Items from a data source:
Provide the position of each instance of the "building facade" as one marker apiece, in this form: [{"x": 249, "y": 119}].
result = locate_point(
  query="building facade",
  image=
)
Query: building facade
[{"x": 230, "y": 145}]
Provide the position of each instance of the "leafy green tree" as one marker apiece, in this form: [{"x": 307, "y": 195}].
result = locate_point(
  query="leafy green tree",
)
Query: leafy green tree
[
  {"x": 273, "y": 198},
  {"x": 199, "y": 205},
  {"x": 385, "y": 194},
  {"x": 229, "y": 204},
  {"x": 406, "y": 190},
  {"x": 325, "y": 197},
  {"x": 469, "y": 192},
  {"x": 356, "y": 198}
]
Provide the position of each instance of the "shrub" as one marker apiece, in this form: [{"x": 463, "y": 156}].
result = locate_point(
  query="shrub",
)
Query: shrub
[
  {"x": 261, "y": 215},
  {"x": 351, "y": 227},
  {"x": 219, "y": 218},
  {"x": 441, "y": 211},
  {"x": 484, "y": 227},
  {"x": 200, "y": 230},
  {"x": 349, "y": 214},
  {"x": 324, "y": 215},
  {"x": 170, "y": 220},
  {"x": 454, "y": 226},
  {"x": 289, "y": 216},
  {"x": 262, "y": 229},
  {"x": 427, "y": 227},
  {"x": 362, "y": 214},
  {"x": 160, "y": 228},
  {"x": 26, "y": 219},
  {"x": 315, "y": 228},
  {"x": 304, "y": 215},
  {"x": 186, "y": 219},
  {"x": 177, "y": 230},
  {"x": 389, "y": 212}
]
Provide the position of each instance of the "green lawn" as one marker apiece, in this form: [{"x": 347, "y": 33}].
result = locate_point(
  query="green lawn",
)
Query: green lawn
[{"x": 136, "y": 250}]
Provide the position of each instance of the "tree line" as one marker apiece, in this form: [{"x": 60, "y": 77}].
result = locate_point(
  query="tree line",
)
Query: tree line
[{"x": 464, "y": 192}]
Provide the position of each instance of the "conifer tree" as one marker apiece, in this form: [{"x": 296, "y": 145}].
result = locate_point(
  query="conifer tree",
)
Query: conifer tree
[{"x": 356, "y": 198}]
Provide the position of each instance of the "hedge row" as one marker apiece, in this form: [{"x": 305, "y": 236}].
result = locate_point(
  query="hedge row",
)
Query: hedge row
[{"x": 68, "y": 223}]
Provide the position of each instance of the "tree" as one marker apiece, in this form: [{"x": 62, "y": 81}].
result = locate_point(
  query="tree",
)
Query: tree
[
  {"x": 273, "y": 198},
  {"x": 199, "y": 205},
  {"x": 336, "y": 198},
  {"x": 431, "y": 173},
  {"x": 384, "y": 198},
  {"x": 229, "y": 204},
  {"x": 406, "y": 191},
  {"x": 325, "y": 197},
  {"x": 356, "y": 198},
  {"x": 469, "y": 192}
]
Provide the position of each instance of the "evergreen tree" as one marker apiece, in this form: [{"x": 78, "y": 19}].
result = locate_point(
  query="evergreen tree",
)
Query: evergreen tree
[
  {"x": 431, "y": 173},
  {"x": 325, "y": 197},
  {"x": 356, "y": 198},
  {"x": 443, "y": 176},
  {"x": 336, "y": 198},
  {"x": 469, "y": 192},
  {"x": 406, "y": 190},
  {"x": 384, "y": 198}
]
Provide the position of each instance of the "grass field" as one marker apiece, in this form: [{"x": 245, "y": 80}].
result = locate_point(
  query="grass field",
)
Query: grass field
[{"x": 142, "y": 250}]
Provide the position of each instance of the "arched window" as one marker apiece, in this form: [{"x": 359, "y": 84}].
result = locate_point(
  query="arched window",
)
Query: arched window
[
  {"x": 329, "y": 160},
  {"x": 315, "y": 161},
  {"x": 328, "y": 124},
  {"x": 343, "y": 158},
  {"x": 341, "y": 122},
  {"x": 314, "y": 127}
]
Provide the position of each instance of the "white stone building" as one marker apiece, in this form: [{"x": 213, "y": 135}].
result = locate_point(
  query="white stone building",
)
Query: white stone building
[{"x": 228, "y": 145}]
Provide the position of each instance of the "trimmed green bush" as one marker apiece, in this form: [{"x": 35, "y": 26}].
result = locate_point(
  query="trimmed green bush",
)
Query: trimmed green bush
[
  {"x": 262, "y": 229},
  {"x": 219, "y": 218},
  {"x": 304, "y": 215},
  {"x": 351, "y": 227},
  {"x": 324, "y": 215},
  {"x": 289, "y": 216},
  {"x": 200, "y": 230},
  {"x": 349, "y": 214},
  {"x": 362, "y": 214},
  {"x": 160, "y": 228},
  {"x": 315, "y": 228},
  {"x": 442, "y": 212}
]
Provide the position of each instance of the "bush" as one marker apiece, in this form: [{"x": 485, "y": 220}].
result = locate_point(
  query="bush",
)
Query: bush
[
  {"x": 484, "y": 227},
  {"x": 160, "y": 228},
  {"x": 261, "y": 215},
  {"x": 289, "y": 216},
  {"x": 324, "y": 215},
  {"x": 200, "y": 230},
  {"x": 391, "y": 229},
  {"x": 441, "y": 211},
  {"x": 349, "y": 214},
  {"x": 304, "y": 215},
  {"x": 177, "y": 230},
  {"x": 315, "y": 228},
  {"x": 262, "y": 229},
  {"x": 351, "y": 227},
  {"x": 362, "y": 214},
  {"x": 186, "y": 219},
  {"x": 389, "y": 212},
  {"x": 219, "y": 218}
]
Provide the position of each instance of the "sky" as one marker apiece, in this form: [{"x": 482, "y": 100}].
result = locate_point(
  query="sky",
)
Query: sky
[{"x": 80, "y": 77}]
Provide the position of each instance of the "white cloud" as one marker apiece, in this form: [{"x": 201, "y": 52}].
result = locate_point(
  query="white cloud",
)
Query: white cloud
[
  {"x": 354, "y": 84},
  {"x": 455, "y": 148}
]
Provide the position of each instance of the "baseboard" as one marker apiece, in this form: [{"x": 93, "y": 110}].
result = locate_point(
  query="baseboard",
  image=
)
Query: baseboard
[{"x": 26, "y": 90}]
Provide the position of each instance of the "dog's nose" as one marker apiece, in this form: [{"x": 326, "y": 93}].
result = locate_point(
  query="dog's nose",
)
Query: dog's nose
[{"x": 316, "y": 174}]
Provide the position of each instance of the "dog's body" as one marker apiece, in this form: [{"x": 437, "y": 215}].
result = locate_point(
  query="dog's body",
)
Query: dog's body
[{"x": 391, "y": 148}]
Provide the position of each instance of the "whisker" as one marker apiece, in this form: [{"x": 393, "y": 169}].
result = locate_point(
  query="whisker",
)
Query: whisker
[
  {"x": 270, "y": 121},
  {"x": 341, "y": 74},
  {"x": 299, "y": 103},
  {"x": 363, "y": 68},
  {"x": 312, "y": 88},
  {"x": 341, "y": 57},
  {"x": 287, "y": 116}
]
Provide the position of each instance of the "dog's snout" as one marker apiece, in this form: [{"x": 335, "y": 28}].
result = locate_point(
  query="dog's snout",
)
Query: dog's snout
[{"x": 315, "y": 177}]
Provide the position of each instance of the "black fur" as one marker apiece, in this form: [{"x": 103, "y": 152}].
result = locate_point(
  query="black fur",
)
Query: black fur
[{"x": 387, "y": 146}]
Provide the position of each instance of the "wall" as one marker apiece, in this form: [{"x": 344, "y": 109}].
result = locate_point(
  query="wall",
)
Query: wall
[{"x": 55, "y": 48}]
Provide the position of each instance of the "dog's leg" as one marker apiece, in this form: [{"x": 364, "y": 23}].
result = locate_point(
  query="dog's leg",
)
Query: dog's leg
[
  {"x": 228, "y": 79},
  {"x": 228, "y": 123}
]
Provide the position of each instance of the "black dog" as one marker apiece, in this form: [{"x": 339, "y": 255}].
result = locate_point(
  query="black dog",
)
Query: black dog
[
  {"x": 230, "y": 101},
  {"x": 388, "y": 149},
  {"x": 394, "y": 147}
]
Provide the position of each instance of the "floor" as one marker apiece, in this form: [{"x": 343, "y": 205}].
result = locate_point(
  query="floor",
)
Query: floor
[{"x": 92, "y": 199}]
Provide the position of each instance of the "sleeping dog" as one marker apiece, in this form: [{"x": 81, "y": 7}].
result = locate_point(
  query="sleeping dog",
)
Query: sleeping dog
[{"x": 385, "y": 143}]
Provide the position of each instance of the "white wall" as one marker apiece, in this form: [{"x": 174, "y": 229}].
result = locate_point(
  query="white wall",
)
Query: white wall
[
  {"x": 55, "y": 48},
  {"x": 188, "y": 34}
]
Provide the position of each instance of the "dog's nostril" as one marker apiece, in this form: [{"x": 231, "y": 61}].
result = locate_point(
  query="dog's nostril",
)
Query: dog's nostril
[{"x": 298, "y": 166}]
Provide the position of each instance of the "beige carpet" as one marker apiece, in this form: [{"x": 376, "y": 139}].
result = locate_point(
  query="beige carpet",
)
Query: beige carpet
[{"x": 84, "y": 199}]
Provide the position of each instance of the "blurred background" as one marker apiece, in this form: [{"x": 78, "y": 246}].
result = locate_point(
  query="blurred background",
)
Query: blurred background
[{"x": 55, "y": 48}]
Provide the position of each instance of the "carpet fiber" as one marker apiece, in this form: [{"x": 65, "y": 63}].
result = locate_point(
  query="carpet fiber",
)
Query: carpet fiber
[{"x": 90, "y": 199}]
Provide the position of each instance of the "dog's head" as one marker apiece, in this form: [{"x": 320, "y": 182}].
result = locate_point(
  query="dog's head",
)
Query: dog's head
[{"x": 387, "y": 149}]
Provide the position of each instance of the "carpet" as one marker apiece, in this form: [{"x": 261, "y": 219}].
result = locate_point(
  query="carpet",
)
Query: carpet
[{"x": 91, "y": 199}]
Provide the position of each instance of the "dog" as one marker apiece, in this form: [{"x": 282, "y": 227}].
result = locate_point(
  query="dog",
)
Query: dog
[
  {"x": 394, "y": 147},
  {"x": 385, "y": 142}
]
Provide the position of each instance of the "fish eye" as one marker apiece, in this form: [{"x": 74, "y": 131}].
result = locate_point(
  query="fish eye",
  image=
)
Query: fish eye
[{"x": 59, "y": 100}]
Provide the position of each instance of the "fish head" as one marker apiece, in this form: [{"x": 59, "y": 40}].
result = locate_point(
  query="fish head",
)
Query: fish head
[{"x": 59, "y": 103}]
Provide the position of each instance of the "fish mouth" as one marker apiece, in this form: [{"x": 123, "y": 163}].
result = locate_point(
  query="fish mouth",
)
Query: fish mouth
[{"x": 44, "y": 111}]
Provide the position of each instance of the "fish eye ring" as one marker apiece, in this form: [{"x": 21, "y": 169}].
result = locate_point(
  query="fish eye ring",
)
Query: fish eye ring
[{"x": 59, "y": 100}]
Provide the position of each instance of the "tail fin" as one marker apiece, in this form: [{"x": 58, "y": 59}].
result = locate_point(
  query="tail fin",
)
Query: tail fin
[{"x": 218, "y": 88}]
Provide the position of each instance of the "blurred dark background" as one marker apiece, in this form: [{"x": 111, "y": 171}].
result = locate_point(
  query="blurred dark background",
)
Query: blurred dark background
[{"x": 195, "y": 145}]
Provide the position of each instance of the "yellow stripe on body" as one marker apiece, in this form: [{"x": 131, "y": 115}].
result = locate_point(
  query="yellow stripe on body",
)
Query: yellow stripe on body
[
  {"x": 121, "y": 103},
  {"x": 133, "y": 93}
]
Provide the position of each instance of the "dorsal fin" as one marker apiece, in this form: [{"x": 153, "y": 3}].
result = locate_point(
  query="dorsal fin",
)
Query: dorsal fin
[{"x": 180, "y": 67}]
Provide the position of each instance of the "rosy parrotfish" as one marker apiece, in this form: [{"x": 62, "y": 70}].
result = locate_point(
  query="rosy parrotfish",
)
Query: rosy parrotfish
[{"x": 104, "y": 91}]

### What is needed
Pull out every line of the records above that contains the string "window". Case counts, so only lines with that exact capitalization qualify.

### Task response
Provide the position of each instance of the "arched window" as one marker apiece, in this form: [{"x": 359, "y": 84}].
  query="arched window",
Query: arched window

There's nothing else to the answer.